▶ _The problem_
Return every line of the following records verbatim, omitting the pictures.

▶ _Records for the task_

================

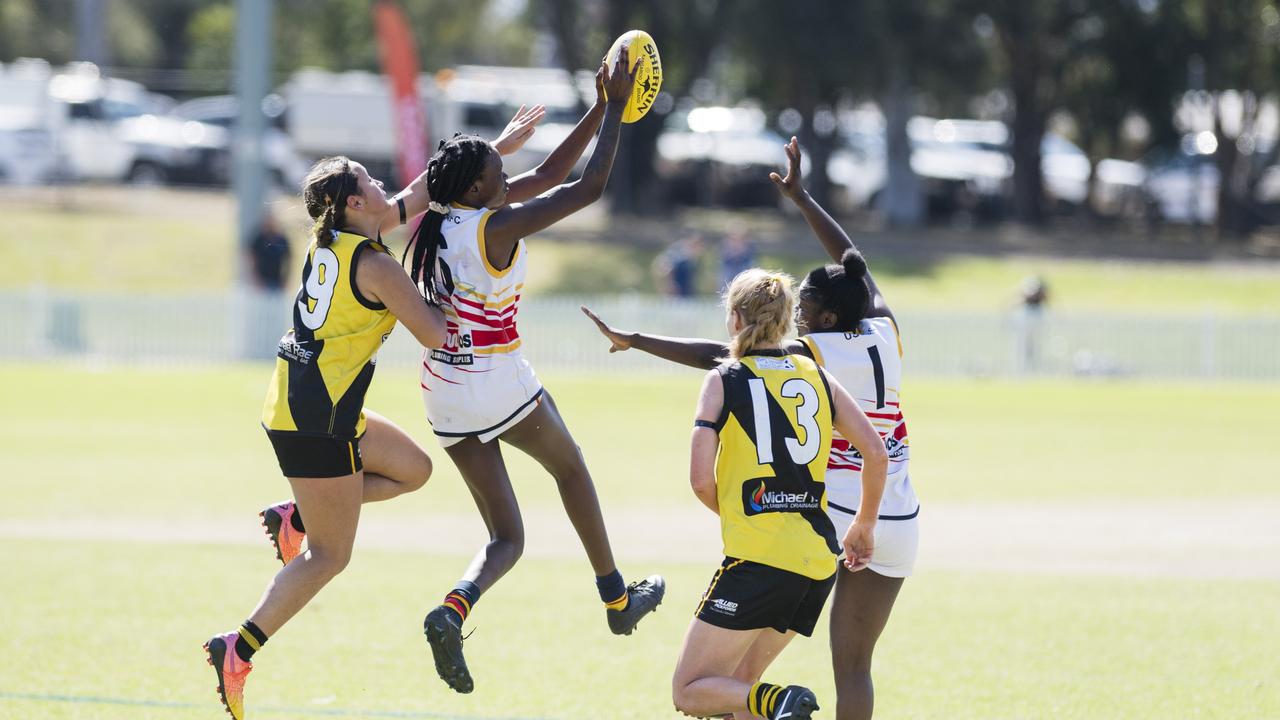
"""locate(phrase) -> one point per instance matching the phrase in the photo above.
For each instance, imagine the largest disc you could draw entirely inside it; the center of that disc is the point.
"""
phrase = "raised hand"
(519, 130)
(790, 185)
(600, 98)
(621, 77)
(620, 340)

================

▶ _Result of this exercise_
"""locate(phrase) -> one point per instance matching the phrase in the photo above.
For each instance, imagine the largest disc you could draw entirely inside it; the center of that disc is the point.
"""
phrase = "raised hand"
(519, 130)
(790, 185)
(600, 98)
(621, 77)
(620, 340)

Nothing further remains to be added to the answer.